[Start of The records]

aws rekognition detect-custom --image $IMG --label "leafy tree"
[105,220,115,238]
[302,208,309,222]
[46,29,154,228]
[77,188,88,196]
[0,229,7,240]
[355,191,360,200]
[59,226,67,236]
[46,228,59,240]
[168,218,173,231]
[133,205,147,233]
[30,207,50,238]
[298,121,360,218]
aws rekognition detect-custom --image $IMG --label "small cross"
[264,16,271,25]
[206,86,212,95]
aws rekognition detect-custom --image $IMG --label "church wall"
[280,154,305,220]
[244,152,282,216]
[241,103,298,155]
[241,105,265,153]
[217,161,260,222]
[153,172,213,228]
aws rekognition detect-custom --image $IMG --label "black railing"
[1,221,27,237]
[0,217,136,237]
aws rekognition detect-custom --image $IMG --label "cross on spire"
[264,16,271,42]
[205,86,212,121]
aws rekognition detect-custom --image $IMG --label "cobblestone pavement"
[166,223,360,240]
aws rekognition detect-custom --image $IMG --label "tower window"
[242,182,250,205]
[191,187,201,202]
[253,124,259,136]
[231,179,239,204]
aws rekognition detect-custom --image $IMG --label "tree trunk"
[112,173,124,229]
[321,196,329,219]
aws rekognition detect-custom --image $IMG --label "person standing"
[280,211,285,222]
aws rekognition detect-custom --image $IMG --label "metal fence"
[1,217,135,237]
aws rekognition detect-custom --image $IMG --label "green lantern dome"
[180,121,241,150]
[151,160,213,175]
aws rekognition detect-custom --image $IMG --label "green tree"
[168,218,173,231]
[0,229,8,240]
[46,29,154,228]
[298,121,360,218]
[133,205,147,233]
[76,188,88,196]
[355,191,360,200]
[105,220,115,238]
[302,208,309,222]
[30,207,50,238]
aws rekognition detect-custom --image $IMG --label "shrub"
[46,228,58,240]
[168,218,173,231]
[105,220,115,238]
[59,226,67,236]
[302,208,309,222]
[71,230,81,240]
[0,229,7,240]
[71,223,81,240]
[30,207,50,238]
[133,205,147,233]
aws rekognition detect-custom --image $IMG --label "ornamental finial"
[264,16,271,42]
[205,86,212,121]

[End of The records]

### Set problem
Identify every line of the records that contains the word "cross", matching case exactly, and copy each such line.

### Answer to this task
aws rekognition detect-custom --image $IMG --label "small cross"
aws rekognition detect-custom --image $IMG --label "cross on spire"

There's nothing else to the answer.